SET EXERCISE -
Pull out every line in the data below that contains the word "graffiti", and copy each of those lines. Matching is case-sensitive.

--------------------

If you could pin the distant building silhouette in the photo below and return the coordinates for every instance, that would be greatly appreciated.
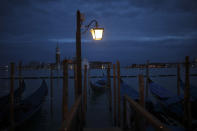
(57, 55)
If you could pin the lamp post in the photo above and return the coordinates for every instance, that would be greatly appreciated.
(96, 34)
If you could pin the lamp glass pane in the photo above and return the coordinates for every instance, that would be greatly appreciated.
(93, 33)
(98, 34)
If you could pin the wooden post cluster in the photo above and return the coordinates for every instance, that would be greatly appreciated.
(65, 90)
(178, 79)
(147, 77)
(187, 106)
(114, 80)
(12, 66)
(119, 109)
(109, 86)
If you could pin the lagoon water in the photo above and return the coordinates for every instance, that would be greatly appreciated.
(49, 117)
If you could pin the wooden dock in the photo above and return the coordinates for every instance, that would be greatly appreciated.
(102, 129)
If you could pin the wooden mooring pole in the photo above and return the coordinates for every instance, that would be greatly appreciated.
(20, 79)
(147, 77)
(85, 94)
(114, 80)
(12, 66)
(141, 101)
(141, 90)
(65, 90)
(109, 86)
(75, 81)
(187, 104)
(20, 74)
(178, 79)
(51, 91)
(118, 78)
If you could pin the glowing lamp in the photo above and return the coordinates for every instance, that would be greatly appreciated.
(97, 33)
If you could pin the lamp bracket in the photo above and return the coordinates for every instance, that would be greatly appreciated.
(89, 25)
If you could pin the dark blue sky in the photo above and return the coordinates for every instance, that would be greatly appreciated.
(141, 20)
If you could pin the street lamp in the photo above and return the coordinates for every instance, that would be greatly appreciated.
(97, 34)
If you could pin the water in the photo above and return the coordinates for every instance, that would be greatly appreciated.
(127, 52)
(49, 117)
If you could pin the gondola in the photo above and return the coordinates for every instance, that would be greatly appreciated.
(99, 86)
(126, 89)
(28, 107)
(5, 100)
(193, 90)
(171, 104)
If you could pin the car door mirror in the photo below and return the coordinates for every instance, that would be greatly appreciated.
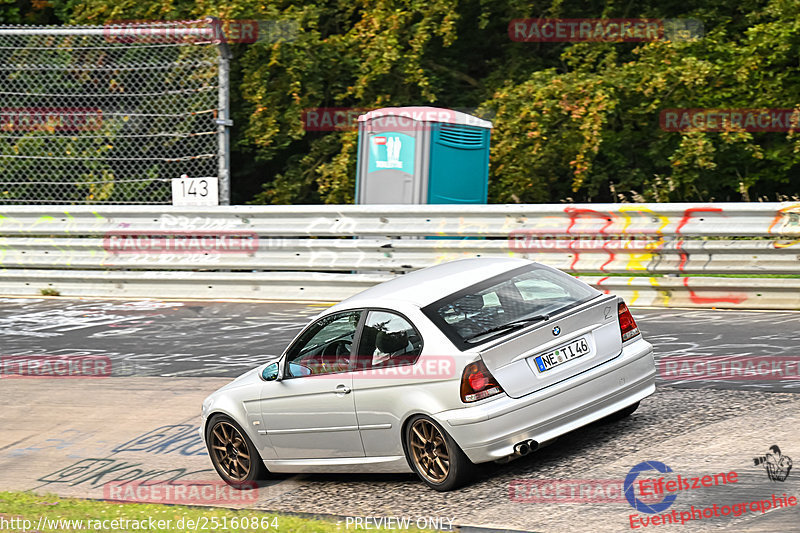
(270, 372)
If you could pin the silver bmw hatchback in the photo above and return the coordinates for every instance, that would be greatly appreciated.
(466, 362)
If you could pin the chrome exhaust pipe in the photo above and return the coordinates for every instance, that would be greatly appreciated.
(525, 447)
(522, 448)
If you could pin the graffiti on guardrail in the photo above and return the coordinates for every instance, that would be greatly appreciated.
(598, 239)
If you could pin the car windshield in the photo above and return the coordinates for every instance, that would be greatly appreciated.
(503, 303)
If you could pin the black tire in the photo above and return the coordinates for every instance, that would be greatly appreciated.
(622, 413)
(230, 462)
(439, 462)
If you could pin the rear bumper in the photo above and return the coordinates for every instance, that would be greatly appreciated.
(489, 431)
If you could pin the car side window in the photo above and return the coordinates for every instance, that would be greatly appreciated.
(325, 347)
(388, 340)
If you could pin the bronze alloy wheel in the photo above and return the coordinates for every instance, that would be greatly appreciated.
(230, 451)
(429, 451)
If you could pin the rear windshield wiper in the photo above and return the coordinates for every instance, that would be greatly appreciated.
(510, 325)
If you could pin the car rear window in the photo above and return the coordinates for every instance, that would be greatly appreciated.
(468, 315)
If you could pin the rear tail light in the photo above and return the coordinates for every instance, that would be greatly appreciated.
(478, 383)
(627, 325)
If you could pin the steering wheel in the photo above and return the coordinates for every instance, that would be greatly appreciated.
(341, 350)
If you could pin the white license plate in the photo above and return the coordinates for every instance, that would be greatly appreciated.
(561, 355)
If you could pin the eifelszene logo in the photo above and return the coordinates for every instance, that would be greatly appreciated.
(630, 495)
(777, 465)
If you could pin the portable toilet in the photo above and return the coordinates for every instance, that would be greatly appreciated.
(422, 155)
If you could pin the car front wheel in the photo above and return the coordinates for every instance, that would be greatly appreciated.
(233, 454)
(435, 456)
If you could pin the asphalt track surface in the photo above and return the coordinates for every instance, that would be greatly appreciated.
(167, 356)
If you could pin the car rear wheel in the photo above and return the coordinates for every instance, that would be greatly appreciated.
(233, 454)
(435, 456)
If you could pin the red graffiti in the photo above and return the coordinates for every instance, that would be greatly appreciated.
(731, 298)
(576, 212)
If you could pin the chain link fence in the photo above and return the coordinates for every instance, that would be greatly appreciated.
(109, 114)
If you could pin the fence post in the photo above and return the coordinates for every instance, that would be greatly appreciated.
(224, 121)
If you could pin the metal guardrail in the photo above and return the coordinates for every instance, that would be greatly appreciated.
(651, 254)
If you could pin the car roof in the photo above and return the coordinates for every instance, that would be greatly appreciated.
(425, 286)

--------------------

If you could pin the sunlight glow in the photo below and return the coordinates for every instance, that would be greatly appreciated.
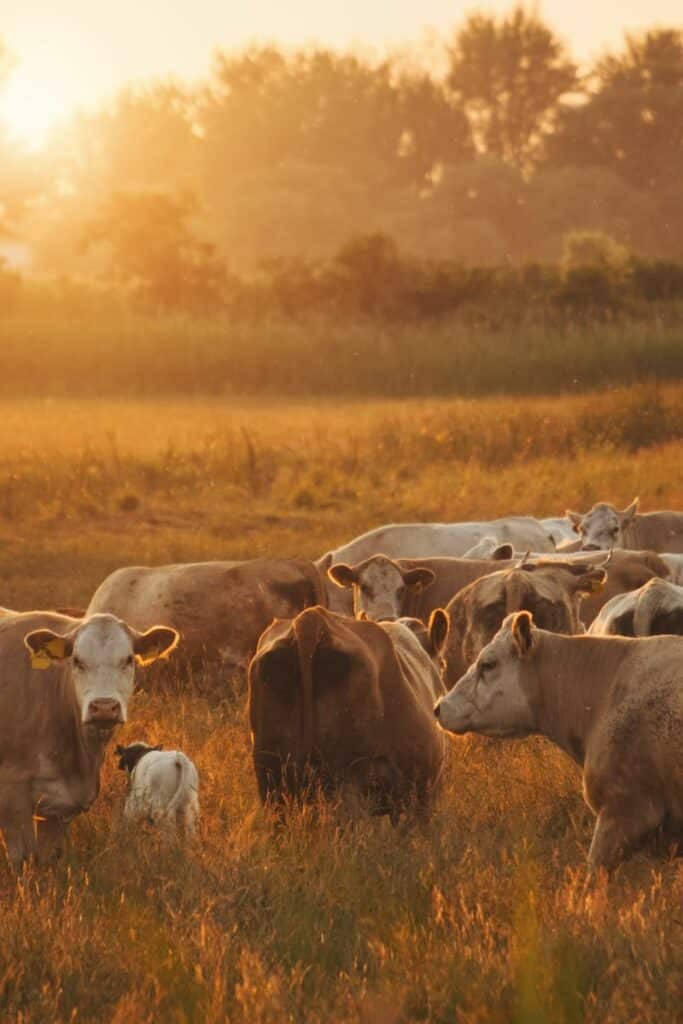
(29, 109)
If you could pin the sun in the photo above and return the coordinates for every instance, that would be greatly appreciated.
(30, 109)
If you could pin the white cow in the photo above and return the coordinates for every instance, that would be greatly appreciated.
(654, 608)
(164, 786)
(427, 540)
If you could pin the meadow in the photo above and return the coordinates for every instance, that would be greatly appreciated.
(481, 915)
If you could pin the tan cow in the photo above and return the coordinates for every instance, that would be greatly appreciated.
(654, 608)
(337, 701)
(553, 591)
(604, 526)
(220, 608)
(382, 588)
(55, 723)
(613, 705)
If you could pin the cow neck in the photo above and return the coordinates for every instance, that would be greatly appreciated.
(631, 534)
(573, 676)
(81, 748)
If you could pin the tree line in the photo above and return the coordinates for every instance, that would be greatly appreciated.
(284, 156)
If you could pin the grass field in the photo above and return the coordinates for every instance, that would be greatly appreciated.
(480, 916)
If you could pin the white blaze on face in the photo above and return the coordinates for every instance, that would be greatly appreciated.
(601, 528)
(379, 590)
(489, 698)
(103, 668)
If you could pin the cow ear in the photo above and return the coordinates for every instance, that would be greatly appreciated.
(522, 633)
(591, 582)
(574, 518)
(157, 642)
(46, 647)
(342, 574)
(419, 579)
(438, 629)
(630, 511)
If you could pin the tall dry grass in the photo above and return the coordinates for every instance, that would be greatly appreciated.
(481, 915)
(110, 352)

--------------------

COMPLETE RESPONSE -
If you could pin the graffiti on guardrail in the photo above and return the coordinates for every instance, that would be greatly appreciated.
If you could pin the red graffiti in the photo above and return the coordinates for every instance, that would be greatly appreciated.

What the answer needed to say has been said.